### RECORDS FOR THE TASK ###
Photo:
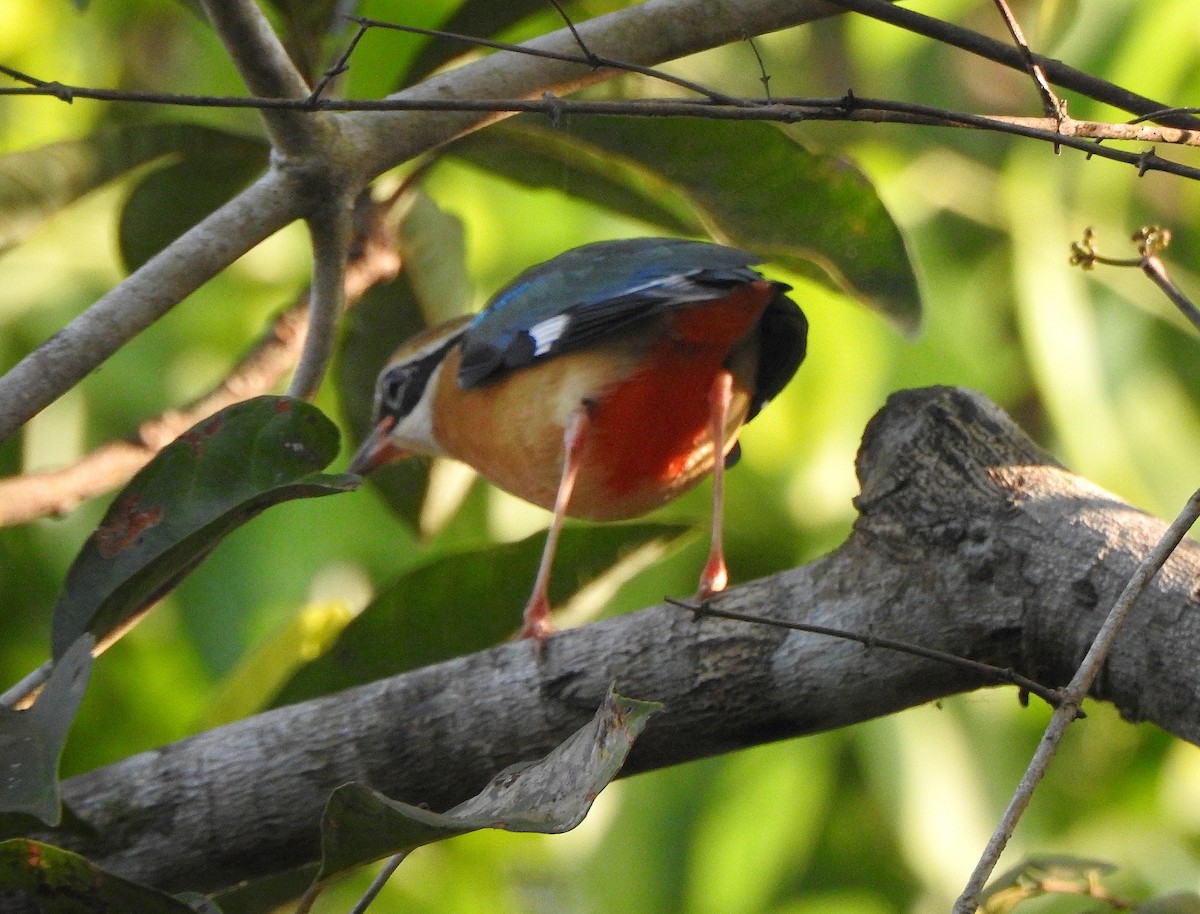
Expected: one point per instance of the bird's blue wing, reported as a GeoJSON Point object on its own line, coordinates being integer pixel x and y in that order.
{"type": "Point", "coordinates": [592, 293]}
###
### RECORDS FOR THE TASK ###
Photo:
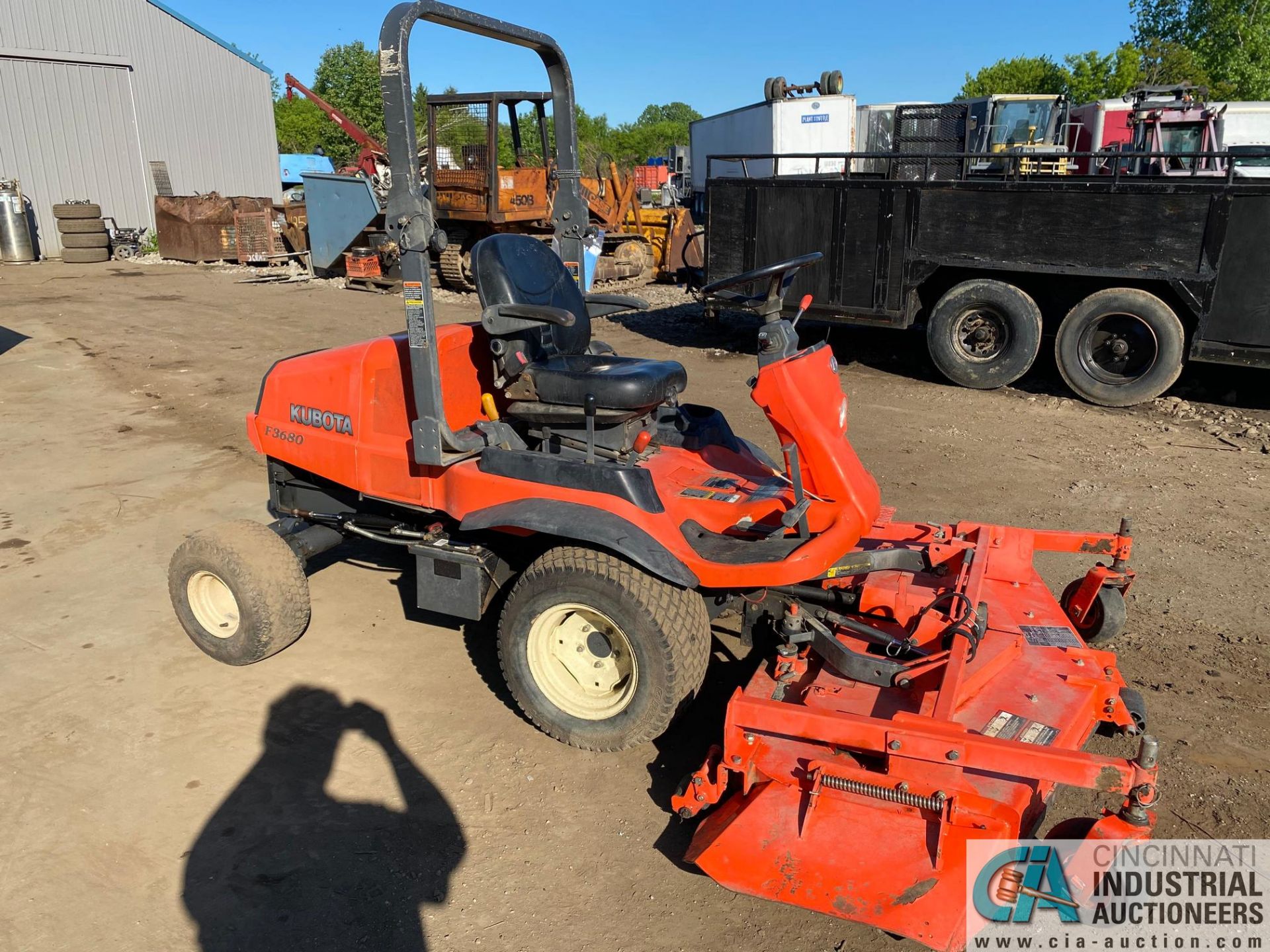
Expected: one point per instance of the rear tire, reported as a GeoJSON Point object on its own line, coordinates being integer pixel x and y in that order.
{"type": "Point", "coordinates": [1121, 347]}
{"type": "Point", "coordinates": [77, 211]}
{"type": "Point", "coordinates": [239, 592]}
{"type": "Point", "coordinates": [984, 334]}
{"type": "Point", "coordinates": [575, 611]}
###
Pull out every line of the data above that contains the word "instance", and list those lines.

§ **REPLY**:
Expected: one point per instance of the bird's blue wing, reported as a GeoJSON Point object on its own line, coordinates being integer pixel x and y in that order.
Expected: one point per instance of the rear tire, reported as a GeoJSON Point object on its own line, coordinates being integer pixel x and y in that order.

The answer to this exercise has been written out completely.